> GIVEN INFORMATION
---*---
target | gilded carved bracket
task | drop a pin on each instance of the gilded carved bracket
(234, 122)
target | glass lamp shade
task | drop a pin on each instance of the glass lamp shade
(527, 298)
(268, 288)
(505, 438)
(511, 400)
---*---
> WORK INSTRUCTIONS
Print the material exactly as written, omitting nothing.

> RESULT OF THE TASK
target | gilded carved bracket
task | drop a pin on each instance of the gilded carved bracket
(234, 122)
target | glass lamp shade
task | drop a pin on each instance of the glass lamp shade
(527, 298)
(268, 288)
(505, 438)
(511, 400)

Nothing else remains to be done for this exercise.